- _INFORMATION PROVIDED_
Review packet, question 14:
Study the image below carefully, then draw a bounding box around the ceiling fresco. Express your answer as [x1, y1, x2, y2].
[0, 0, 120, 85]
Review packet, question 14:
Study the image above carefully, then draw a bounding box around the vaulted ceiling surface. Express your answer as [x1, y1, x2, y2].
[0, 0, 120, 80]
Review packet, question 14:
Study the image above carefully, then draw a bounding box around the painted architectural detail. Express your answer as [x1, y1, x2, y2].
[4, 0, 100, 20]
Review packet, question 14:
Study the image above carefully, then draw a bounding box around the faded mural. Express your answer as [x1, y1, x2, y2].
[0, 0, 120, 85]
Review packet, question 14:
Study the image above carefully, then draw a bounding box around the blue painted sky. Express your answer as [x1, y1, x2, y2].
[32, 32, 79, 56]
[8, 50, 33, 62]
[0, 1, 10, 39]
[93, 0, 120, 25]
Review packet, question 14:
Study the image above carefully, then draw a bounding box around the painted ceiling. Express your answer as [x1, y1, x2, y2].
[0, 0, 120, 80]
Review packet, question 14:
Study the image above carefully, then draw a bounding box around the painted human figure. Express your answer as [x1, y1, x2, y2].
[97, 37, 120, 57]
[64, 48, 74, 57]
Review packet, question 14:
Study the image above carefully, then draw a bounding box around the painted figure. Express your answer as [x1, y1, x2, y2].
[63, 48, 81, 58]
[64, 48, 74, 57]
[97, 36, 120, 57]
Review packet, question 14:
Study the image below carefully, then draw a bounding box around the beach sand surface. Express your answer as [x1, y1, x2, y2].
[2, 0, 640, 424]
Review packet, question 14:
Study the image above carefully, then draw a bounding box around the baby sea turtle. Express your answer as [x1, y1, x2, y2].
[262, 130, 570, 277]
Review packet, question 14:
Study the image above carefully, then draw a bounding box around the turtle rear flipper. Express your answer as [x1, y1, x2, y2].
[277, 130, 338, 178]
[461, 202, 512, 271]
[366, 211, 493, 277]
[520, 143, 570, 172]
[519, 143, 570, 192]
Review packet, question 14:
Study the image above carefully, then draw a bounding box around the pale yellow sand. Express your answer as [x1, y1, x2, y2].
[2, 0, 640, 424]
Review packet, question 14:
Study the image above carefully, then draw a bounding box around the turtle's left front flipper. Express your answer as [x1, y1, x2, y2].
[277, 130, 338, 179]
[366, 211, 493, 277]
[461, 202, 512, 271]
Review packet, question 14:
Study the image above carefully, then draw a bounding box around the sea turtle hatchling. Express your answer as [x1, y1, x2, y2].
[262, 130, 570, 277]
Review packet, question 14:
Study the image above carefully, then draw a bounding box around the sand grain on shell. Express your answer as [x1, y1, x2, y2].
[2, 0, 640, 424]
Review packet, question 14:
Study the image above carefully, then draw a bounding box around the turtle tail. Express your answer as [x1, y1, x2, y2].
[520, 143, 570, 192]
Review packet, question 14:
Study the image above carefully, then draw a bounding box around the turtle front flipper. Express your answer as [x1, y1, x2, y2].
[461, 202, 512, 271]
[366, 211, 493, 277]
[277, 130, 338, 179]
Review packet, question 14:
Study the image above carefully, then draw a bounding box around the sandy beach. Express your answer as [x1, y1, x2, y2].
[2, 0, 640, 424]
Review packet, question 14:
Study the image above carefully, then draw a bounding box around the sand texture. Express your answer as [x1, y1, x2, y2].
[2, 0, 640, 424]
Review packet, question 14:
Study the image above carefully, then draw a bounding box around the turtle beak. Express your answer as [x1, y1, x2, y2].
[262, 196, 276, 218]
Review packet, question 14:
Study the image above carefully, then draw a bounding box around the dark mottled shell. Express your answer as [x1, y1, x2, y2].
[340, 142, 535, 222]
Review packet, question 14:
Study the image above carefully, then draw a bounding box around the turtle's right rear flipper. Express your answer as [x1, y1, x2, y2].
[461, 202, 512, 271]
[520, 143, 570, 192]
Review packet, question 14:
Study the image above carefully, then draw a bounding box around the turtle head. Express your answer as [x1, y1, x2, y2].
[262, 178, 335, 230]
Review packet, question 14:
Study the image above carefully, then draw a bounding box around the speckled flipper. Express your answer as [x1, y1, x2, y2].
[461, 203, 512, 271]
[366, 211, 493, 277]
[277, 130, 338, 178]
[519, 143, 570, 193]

- _HOW TO COMPLETE THIS TASK_
Beginning with the line containing "the turtle's right", repeat each line of the listing above, exactly, through the last one, and stop there.

- _FINISHED EXERCISE_
Study the image above carefully, then draw a bounding box around the turtle's right rear flipper. Express your answer as [x1, y1, x2, y2].
[461, 202, 512, 271]
[520, 143, 570, 192]
Review packet, question 14:
Study the image above carefully, then draw a bounding box around the turtle head. Express your answer as [x1, y1, x2, y2].
[262, 178, 335, 230]
Review packet, question 14:
Study the image above carefully, then draw a bounding box around the speckled flipper. Express your answer as [x1, y1, x2, y2].
[461, 203, 512, 271]
[366, 211, 493, 277]
[277, 130, 338, 178]
[519, 143, 570, 193]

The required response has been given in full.